**Material provided:**
<<<<

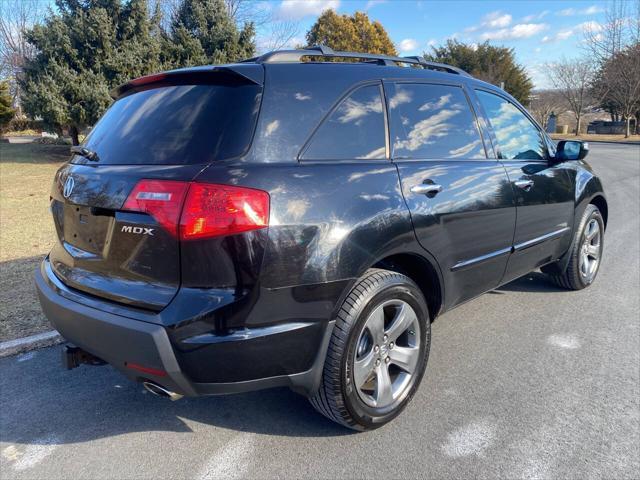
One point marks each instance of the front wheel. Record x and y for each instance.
(378, 352)
(586, 252)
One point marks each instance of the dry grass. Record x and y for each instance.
(26, 232)
(595, 138)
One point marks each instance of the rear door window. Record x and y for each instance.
(354, 130)
(430, 121)
(518, 138)
(176, 125)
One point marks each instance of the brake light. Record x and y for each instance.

>>>>

**Instructions to follow:** Copy every line of the listing above exactly. Leave each picture out.

**Task solution:**
One point marks each instance of the front wheel. Record x and y for each instance.
(378, 352)
(586, 252)
One point marks each instance of the dry grass. Record x and y for each instance.
(26, 232)
(595, 138)
One point marks each instance of the rear door window. Record x and y for each instance.
(354, 130)
(430, 121)
(518, 138)
(176, 125)
One point marks each instance of the brake light. Record x and y for each instance.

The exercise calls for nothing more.